- Work instructions: Print the listing below again, exactly. Skip the pictures.

- Record excerpts:

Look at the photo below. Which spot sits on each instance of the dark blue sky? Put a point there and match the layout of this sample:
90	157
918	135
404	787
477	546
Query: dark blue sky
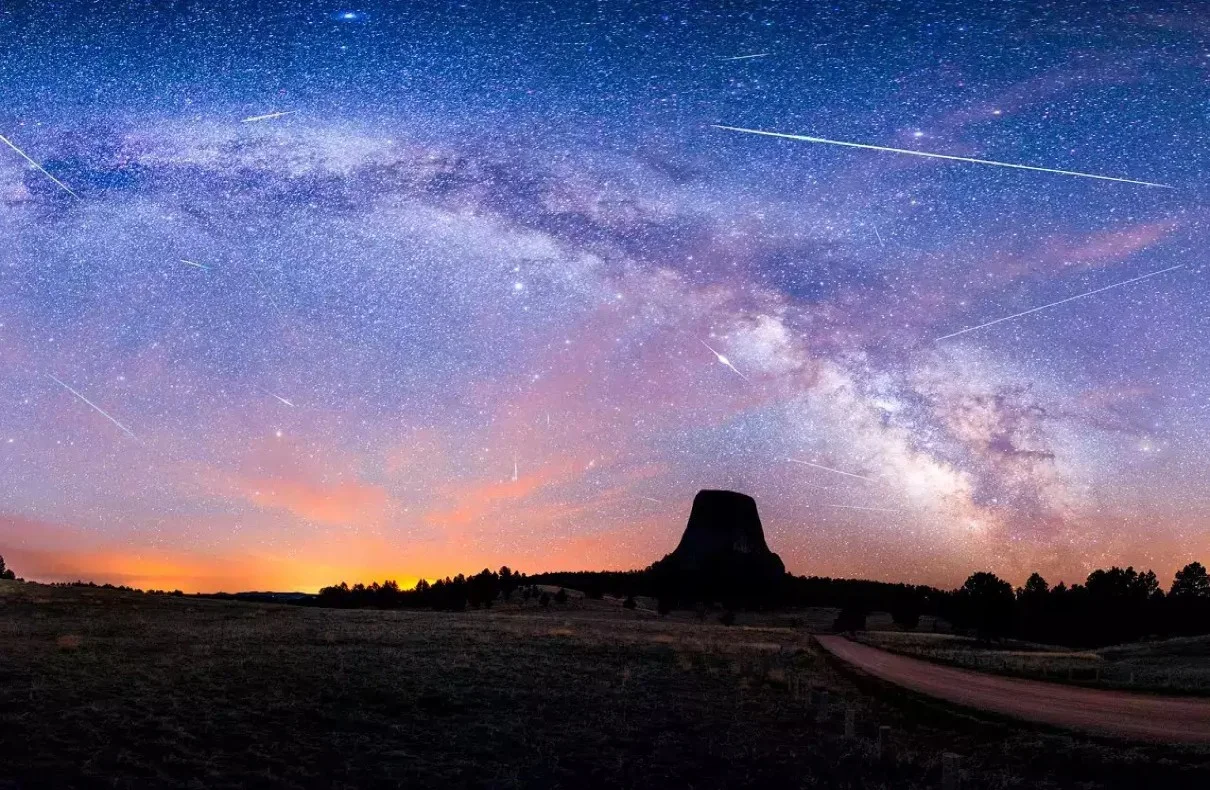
484	237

- Solution:
Look at the photo below. Which spot sits on each instance of the dark blue sky? Put a point there and match the layout of this sample:
90	157
918	135
404	787
477	546
Query: dark blue sky
484	237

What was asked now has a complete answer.